[PERSYARATAN 1]
Jawablah pertanyaan berikut berdasarkan artikel tentang program PEN di bawah.
(a) Berapa dana yang dialokasikan untuk usaha mikro dan kecil, dan berapa total dana program PEN?
(b) Berapa persen usaha mikro dan kecil dari seluruh pelaku usaha?
(c) Melalui mekanisme apa seluruh alokasi untuk UMKM dan koperasi disalurkan?
[PERSYARATAN 2] Salinlah secara persis bagian artikel tentang program PEN di bawah, dimulai dari kata-kata "Jakarta, Ekorantt.com –" dan berlanjut hingga kata-kata "13 Agustus 2020.".
───── TEKS YANG DISEDIAKAN ─────
Jakarta, Ekorantt.com – Program Pemulihan Ekonomi Nasional (PEN) selama ini sangat lamban. Usaha mikro dan kecil yang dialokasikan dana sebesar Rp124 triliun dari total dana Rp695 triliun sampai saat ini ternyata salah sasaran.
“Usaha Mikro dan Kecil itu jumlahnya 99,3 persen dari sebanyak 64 juta pelaku usaha kita. Mereka selama ini adalah pemberi pekerjaan masyarakat hingga 95 persen dari total angkatan kerja. Mereka adalah sektor yang selama ini menghidupi ekonomi masyarakat banyak,” kata Ketua Asosiasi Kader Sosio-Ekonomi Strategis (AKSES), Suroto dalam rilis yang diterima Ekora NTT tertanggal 13 Agustus 2020.
Menurut Suroto, selama ini program PEN difokuskan untuk dialokasikan ke korporasi besar yang sebetulnya memiliki dana cadangan lebih besar.
“Mereka diberikan berbagai bentuk skema pendanaan seperti restrukturisasi, subsidi bunga, dana penempatan, modal penyertaan, pengadaan bantuan sosial dan lain lain. Sementara alokasi sebesar Rp124 triliun untuk UMKM dan koperasi saja semua dialokasikan melalui mekanisme bank. Sementara bank dalam situasi seperti ini pasti semakin hati-hati salurkan pembiayaan,” sebutnya.
“Tim yang dipilih untuk pemulihan ekonomi juga tidak menggambarkan aspirasi dari mereka. Jadi sangat kecil sekali kemungkinan untuk membuat komitmen kepada usaha mikro dan kecil. Faktanya sampai hari ini masih menjadi wacana terus,” sambungnya.
───── ENTRI YANG TERSEDIA ─────
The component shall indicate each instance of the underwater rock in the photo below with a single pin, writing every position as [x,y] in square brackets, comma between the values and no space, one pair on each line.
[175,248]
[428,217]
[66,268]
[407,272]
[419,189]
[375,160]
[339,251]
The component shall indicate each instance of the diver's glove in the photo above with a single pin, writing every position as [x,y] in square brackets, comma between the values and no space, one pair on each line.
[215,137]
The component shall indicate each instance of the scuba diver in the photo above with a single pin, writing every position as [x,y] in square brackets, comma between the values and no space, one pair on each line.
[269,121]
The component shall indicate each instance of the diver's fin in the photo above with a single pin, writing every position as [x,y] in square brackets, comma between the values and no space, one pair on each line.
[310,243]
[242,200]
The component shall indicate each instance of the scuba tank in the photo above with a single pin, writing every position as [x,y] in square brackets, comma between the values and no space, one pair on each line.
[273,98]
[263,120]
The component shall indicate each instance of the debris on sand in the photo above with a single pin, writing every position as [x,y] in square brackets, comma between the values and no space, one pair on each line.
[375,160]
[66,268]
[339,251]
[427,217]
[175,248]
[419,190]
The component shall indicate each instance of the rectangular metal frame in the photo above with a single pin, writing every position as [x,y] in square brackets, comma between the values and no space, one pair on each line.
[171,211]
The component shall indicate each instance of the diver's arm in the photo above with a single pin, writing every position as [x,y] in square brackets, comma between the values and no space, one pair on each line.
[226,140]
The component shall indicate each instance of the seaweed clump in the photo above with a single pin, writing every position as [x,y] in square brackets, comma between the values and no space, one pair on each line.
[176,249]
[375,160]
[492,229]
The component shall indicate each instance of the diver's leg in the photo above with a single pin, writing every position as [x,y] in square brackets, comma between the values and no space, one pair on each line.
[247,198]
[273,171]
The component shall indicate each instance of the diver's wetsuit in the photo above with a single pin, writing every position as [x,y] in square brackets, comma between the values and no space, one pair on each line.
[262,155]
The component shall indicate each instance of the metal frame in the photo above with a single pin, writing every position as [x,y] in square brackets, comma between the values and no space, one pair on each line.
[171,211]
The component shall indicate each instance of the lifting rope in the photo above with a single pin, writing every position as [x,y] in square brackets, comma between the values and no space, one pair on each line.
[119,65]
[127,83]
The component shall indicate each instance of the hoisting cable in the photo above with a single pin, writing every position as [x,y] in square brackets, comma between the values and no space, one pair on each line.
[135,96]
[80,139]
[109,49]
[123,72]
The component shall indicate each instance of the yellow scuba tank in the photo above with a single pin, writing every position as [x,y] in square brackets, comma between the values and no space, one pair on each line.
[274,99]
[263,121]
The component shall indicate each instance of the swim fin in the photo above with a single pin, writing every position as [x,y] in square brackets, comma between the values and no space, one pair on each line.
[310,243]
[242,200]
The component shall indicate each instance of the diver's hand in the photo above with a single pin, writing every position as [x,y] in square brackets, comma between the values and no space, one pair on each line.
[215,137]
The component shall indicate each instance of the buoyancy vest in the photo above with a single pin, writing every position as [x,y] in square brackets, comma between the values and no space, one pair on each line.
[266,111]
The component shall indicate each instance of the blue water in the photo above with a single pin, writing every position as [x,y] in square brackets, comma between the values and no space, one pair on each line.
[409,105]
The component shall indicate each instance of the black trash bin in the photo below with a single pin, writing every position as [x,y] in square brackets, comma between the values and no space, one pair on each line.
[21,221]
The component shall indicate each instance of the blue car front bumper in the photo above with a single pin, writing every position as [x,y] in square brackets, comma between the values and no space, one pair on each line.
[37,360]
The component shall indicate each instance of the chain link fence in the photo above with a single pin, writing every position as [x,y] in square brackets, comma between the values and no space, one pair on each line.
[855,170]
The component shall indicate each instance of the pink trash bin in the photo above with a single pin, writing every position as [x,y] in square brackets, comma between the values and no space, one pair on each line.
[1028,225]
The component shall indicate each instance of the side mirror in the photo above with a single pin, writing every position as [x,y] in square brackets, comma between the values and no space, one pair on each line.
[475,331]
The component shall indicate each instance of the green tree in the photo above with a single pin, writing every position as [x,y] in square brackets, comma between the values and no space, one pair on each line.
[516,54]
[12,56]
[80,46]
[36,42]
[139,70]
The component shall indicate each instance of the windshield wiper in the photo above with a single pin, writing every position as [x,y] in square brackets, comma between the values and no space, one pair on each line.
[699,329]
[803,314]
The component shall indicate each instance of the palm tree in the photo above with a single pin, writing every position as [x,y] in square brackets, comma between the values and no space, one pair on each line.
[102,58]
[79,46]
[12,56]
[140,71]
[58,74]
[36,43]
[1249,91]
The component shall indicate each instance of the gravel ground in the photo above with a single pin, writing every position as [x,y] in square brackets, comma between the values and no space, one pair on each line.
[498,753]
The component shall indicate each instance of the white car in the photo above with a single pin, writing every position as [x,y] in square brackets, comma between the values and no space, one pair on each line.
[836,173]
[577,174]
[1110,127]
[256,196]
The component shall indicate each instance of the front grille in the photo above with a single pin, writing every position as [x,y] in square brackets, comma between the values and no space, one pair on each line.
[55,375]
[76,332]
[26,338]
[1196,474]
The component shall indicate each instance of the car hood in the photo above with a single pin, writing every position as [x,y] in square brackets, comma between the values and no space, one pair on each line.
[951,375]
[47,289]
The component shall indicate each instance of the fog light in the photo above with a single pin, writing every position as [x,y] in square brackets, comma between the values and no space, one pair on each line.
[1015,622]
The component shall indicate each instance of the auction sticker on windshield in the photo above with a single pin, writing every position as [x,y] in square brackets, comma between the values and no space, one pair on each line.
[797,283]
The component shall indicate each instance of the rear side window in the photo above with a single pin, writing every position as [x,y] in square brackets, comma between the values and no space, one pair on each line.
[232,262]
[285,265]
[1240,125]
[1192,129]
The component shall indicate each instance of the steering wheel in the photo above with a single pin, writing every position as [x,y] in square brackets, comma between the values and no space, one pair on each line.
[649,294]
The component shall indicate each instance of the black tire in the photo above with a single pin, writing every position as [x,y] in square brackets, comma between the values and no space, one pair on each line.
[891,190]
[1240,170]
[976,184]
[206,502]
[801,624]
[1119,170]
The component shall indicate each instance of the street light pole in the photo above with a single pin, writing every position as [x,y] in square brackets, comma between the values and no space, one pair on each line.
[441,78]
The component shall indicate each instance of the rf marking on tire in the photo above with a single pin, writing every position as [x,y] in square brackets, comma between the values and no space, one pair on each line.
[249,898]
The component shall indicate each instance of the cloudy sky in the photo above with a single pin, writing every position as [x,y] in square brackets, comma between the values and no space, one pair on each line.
─────
[HASIL 1]
(a) Rp124 triliun dari total dana Rp695 triliun.
(b) 99,3 persen dari sebanyak 64 juta pelaku usaha.
(c) Melalui mekanisme bank.

[HASIL 2]
Jakarta, Ekorantt.com – Program Pemulihan Ekonomi Nasional (PEN) selama ini sangat lamban. Usaha mikro dan kecil yang dialokasikan dana sebesar Rp124 triliun dari total dana Rp695 triliun sampai saat ini ternyata salah sasaran.
“Usaha Mikro dan Kecil itu jumlahnya 99,3 persen dari sebanyak 64 juta pelaku usaha kita. Mereka selama ini adalah pemberi pekerjaan masyarakat hingga 95 persen dari total angkatan kerja. Mereka adalah sektor yang selama ini menghidupi ekonomi masyarakat banyak,” kata Ketua Asosiasi Kader Sosio-Ekonomi Strategis (AKSES), Suroto dalam rilis yang diterima Ekora NTT tertanggal 13 Agustus 2020.